## TASK DETAILS
The records below must be reproduced exactly. Strip out the pictures.

◇ ◇ ◇ ◇ ◇ ◇ ◇

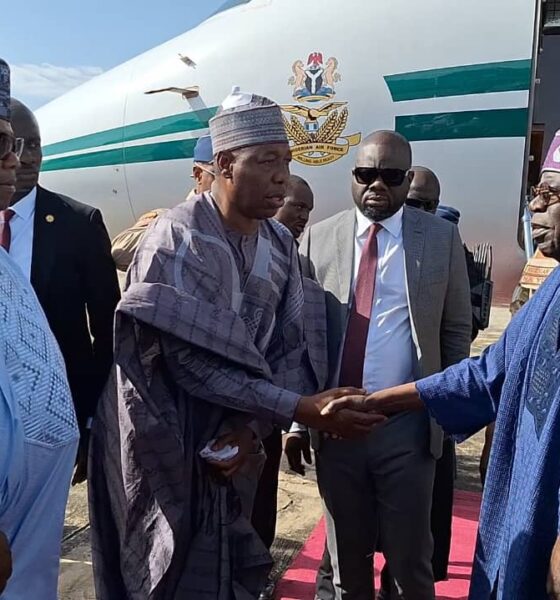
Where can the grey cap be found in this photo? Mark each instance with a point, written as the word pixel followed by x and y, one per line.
pixel 246 120
pixel 4 90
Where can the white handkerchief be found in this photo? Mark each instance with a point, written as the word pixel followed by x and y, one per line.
pixel 226 453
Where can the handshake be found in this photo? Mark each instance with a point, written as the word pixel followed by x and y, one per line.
pixel 351 412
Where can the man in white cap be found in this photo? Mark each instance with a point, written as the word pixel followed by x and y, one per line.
pixel 38 428
pixel 210 348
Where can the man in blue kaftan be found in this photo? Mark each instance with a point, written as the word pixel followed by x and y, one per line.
pixel 38 429
pixel 516 382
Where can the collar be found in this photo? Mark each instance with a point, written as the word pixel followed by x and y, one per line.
pixel 393 224
pixel 25 208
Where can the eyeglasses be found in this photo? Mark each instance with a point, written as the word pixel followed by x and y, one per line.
pixel 368 175
pixel 203 168
pixel 549 194
pixel 9 143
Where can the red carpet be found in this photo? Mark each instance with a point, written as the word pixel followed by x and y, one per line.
pixel 298 582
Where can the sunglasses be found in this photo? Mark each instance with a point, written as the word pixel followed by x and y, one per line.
pixel 549 194
pixel 368 175
pixel 9 143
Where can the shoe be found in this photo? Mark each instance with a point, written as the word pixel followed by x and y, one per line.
pixel 268 592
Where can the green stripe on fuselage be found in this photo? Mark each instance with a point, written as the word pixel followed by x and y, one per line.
pixel 177 149
pixel 486 78
pixel 191 121
pixel 498 123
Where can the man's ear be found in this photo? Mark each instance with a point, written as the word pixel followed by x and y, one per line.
pixel 224 164
pixel 197 172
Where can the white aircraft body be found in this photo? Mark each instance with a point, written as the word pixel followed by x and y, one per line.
pixel 454 77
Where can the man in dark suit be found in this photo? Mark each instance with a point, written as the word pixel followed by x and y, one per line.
pixel 63 247
pixel 398 308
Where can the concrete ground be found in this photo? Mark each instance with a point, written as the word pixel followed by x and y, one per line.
pixel 299 506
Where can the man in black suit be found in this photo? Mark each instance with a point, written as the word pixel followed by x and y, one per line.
pixel 63 247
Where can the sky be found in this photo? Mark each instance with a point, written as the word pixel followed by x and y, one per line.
pixel 54 46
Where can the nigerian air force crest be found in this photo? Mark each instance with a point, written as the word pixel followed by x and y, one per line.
pixel 316 124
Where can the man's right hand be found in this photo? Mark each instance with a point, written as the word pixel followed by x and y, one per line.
pixel 344 422
pixel 5 562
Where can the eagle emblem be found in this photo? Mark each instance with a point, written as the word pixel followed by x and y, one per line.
pixel 316 132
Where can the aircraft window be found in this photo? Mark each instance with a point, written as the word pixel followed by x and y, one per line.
pixel 552 15
pixel 230 4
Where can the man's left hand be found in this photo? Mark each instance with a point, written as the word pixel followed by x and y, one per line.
pixel 80 472
pixel 297 447
pixel 553 583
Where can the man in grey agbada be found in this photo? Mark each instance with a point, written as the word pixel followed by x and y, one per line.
pixel 211 346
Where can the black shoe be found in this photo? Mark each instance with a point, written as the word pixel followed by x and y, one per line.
pixel 268 592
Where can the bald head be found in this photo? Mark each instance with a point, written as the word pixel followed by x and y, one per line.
pixel 381 177
pixel 298 205
pixel 25 126
pixel 424 190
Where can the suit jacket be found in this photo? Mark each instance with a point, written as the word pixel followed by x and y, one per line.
pixel 437 286
pixel 75 279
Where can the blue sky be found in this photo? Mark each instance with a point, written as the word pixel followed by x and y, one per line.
pixel 54 46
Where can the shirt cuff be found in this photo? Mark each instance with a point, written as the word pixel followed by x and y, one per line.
pixel 285 408
pixel 297 428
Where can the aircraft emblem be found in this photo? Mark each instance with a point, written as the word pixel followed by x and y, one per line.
pixel 315 132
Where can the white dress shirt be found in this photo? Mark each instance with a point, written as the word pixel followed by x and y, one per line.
pixel 388 359
pixel 21 227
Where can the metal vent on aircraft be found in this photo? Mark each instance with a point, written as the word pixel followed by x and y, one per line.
pixel 186 93
pixel 552 15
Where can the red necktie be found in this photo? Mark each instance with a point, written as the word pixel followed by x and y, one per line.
pixel 353 355
pixel 5 231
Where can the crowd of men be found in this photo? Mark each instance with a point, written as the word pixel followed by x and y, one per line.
pixel 240 331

◇ ◇ ◇ ◇ ◇ ◇ ◇

## RESPONSE AREA
Where can the grey cap be found in this photo? Mark each instance with a point, written as the word pixel followed by x and y, one per line.
pixel 246 120
pixel 4 90
Where can the white handkerchief be found in this photo? Mark each instance with a point, written as the word pixel followed by x and y, one per line.
pixel 226 453
Where can the handshake be found in this photo? Mark each instance with a point, written as the word pixel followed by x and y, one per line.
pixel 351 412
Where can the man in white cap be found in this photo? Mark each instance with a point, written as the word pixel followed by x and y, one per line.
pixel 38 428
pixel 210 348
Where can the man in blue kaftan be found in this photo? Mark each instance with a point, written as the word pixel followed by x and y, one per line.
pixel 38 429
pixel 516 382
Where can the collar be found in this photo? Mark each instance with a point, written as the word pixel followed by x and y, one per line.
pixel 393 224
pixel 25 208
Where can the eyeglasses be found in this photo? Mark each instance with a point, written as the word pixel followed by x and y, one per line.
pixel 368 175
pixel 203 168
pixel 549 194
pixel 9 143
Where can the red carpet be found in this photo? Mark each instance with a point, written as the word pixel followed by x and y, one per line.
pixel 298 582
Where can the sunglasses be found in this photo? Mark each instance with a point, written as the word pixel followed by x and y, one per line.
pixel 549 194
pixel 368 175
pixel 9 143
Where can the shoe be found in this photo? Mark each instance with a point, written as the word pixel followed by x and y, one per line.
pixel 268 592
Where can the green stripe on fuselage be found in this photo? Mark each instance with a point, written as the word pixel followed by x and y, one per line.
pixel 177 149
pixel 486 78
pixel 191 121
pixel 498 123
Where can the man's ear be found in this photo? Mark each instance with a point, written as the word pixel followed by x and y, one per line.
pixel 224 164
pixel 197 172
Where can the white aircraft body be found in this photo? Mark each instance with a point, written as the word pixel followed by x and y, one per line.
pixel 454 77
Where can the man in dark suit be found in this photo? Mark each instance with a point, written as the word pixel followed by x and y, one per line.
pixel 63 247
pixel 398 308
Where can the concrete ground be found in this photo? Mark each instance with a point, written as the word pixel followed by x and y, one per line.
pixel 299 506
Where can the man in black suit be found in this photo? Mark each instance with a point, written as the word pixel followed by x and y, one per line.
pixel 63 247
Where can the sky be found in this photo? Mark each instance with a point, written as the word pixel followed by x and y, one per line.
pixel 54 46
Where can the nigerian air force crest be found in this photo? Mark each instance with a point, written as the word pixel followed by x and y, one per line.
pixel 316 124
Where can the man's right hand be found in this photo? Mark each instance with a point, written as the word pixel followed by x and y, one per line.
pixel 344 422
pixel 5 562
Where can the eagle emblem be found in this photo? Mark each instance with a point, written as the word pixel followed by x and y, one per line.
pixel 316 132
Where can the aircraft window be found in this photo? Mark each instance with a point, written as the word pixel followed by x and y, one per line.
pixel 552 15
pixel 230 4
Where can the man's left hand be found in this photo? Mark each instance with a point, written as the word pixel followed by x and y, one per line.
pixel 80 472
pixel 297 447
pixel 553 583
Where can the man in grey agbada be found in this photo? Mark each instance with a point, written as the word pixel followed by x and y, one per line.
pixel 211 346
Where can the black shoe be found in this photo? Mark each instance with a point, written as the word pixel followed by x and y, one per line.
pixel 268 592
Where can the bald head be found in this photo? Mark each instance with a point, written as the word pixel followed by x and y, one per line.
pixel 381 177
pixel 298 205
pixel 25 126
pixel 424 190
Where can the suit jacket be found in this photo? Mark each instance with a point, written as the word pixel followed by x and y, one per line.
pixel 437 286
pixel 75 279
Where can the blue sky be found in this photo? Mark each instance with a point, written as the word pixel followed by x and y, one per line.
pixel 54 46
Where can the shirt cuff be found in this photo? Mark each instance with a point, written as the word pixel followed by x and y, one per line.
pixel 285 408
pixel 297 428
Where can the aircraft emblem be found in this photo? Mark each instance with a point, written as the word pixel followed by x and y, one per line.
pixel 315 132
Where can the white dress shirt be found in this photo? Mark each instance with a point, written as the word pixel followed by x and y, one per line.
pixel 388 359
pixel 21 227
Where can the metal vent on aircraft be found in this photo? Mark each instance with a point, written as the word pixel followed by x and y, one per line.
pixel 186 93
pixel 552 15
Where can the red necktie be found in this photo? Mark each instance with a point, written as the word pixel followed by x and y, one per line.
pixel 353 355
pixel 5 231
Where can the crowd of men be found in this photo? Mark each instance with a point, written as the word pixel followed by x and y, one per line.
pixel 240 331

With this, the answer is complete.